Quinta-feira, 6 de fevereiro de 2020 - 10h51
Escrito em parceria com o engenheiro e analista político boliviano Jorge Isaías Chavez Chavez (Fundación para el Desarrollo de la Amazonia).
A insistência de Evo Morales (MAS) em participar do processo
eleitoral de outubro de 2019, visando o quarto mandato consecutivo, contribuiu
diretamente para o retorno da instabilidade política na Bolívia, no momento em
que o país vivenciava um período de inédita construção da estabilidade
democrática. Se são inegáveis os ganhos econômicos e sociais conquistados
durante os governos Morales, também era iminente o descontentamento de parte
significativa da população boliviana com a tentativa de 3ª reeleição aprovada
pelo Tribunal Constitucional. A insatisfação popular aumentaria ainda mais após
a paralisação da apuração pelo organismo eleitoral boliviano, com mais de 80%
dos votos computados, que somente seria retomada quase 24 horas depois. Sob
suspeitas de fraude, o resultado apresentou uma ínfima diferença capaz de
garantir a vitória governista no primeiro turno, num disputa direta contra o
ex-presidente Carlos Mesa (Comunidade Cidadã), principal candidato da oposição.
Com a confirmação da vitória de Evo Morales, a conjuntura de
violência se alastrou pelo país, contabilizando destruição, mortos e centenas
de feridos. Os comitês cívicos da região de Santa Cruz lideraram os protestos
que culminaram na renúncia do ex-presidente, no domingo, 10 de novembro, após o
comandante das forças armadas boliviana “sugerir” a Morales que abdicasse do
cargo em prol da pacificação do país. No mesmo dia, antes da renúncia de Evo, a
OEA divulgou o resultado preliminar da auditoria eleitoral e recomendou a
realização de um novo pleito eleitoral, o que fez com que Morales anunciasse
uma nova eleição, decisão porém insuficiente para refrear os instintos
autoritários da oposição, encabeçada por uma ultra direita violenta, dotada de
um discurso com forte conotação religiosa, que lucrou politicamente com o
descontentamento de maioria significativa dos bolivianos, inclusive, de setores
progressistas contrários a uma nova disputa eleitoral de Morales.
Após a queda de Evo, renunciaram
também o vice-presidente, Álvaro García Linera, a presidente do Senado, o
primeiro vice-presidente do Senado, e o presidente da Câmara dos Deputados.

• _Dados fornecidos_:

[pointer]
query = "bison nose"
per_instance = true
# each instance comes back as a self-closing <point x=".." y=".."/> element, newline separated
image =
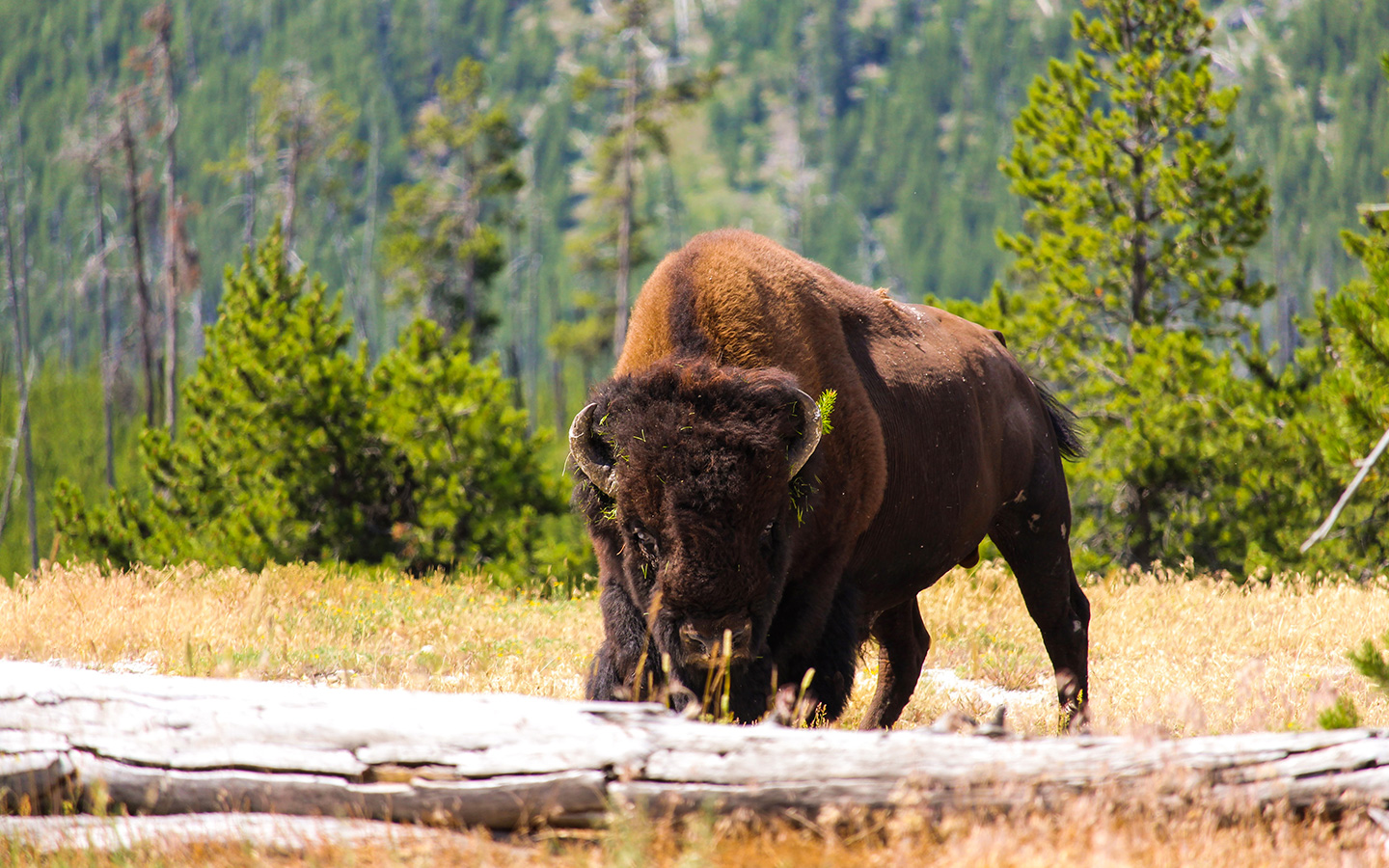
<point x="713" y="640"/>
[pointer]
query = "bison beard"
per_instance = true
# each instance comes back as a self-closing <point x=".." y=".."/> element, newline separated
<point x="731" y="533"/>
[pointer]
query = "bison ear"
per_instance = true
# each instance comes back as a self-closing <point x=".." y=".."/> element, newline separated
<point x="804" y="445"/>
<point x="587" y="458"/>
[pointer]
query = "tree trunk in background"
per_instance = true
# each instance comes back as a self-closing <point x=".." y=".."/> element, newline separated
<point x="625" y="195"/>
<point x="25" y="363"/>
<point x="104" y="300"/>
<point x="142" y="285"/>
<point x="161" y="22"/>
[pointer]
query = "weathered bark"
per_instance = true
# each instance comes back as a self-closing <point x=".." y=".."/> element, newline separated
<point x="153" y="745"/>
<point x="280" y="833"/>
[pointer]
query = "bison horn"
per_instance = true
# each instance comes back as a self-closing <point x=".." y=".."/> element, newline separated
<point x="581" y="446"/>
<point x="804" y="448"/>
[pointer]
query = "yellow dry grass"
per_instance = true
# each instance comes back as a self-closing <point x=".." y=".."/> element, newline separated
<point x="1170" y="656"/>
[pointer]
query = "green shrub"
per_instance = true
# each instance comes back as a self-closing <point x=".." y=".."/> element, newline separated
<point x="292" y="450"/>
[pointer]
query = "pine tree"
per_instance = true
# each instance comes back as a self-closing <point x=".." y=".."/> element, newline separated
<point x="1132" y="260"/>
<point x="290" y="450"/>
<point x="1135" y="210"/>
<point x="444" y="236"/>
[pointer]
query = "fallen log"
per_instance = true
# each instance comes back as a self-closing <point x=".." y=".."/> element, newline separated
<point x="154" y="745"/>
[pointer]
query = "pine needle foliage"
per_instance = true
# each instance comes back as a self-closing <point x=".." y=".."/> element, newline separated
<point x="295" y="451"/>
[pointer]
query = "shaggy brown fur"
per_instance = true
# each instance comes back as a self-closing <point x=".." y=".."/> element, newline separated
<point x="938" y="439"/>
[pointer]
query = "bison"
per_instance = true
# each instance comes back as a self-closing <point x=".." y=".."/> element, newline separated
<point x="734" y="527"/>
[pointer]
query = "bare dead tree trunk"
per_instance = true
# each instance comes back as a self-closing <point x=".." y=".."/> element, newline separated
<point x="18" y="302"/>
<point x="366" y="283"/>
<point x="142" y="285"/>
<point x="145" y="745"/>
<point x="249" y="182"/>
<point x="104" y="302"/>
<point x="289" y="179"/>
<point x="625" y="195"/>
<point x="160" y="19"/>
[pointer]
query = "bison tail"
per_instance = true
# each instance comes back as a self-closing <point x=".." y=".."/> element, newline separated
<point x="1064" y="425"/>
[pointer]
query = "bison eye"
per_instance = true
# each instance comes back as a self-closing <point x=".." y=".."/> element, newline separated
<point x="767" y="542"/>
<point x="646" y="542"/>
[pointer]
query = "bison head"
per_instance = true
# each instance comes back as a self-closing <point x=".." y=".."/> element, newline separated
<point x="692" y="504"/>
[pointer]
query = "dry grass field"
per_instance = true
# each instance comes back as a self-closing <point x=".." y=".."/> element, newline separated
<point x="1171" y="656"/>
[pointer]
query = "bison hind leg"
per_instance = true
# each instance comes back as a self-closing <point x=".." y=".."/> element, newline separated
<point x="1034" y="536"/>
<point x="833" y="659"/>
<point x="902" y="650"/>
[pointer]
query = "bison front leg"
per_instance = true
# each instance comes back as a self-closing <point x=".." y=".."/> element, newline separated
<point x="902" y="649"/>
<point x="613" y="674"/>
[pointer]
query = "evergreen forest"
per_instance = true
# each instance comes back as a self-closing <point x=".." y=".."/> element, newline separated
<point x="327" y="281"/>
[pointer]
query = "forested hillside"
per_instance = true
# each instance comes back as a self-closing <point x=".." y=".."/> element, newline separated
<point x="864" y="133"/>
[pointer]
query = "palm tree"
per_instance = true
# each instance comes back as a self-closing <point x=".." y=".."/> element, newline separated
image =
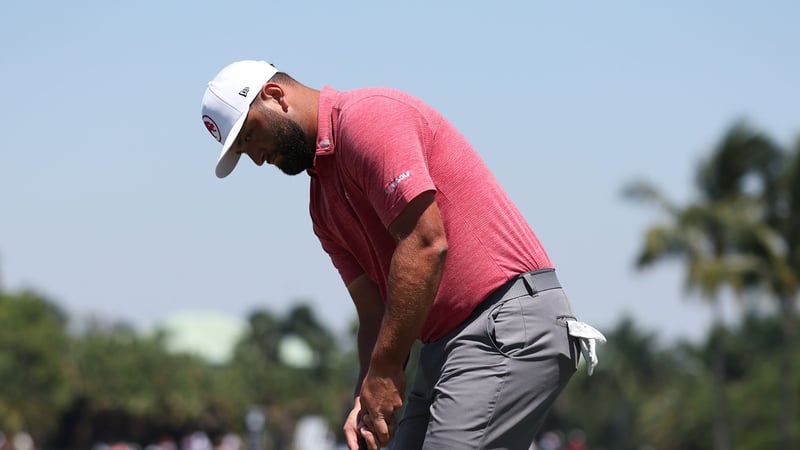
<point x="717" y="236"/>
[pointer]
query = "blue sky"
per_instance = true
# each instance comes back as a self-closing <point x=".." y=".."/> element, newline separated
<point x="109" y="201"/>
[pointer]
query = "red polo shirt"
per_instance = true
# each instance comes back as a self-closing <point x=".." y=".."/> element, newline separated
<point x="377" y="149"/>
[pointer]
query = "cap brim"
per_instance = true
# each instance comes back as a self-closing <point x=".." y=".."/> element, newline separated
<point x="229" y="158"/>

• _Enunciado da tarefa_:
Apresente a continuação do texto sobre a crise política na Bolívia a partir de onde ele termina. Os registros não serão necessários.

• _Resposta da tarefa_:
Assim, a segunda vice-presidente do Senado, a oposicionista Jeanine Añez
(Partido Democrata), assumiu a presidência com a principal missão de
reorganizar o país para a realização da nova eleição presidencial, marcada
posteriormente para o dia 03 de maio desse ano. Além da eleição presidencial,
os bolivianos votarão também nas eleições legislativas para deputados e
senadores.
Sob esta
conjuntura, a classe política boliviana se prepara para disputar novamente as
eleições gerais, inclusive, com velhas lideranças que retornam após a ida do
ex-presidente Morales para o exílio. No total, são oito candidaturas
registradas, sendo quatro alianças (coligações)
que agrupam as legendas mais tradicionais e quatro candidatos disputando por um
partido cada. Importante ressaltar que alguns desses novos atores emergiram
politicamente durante os protestos cívicos que acarretaram a derrubada de
Morales do poder.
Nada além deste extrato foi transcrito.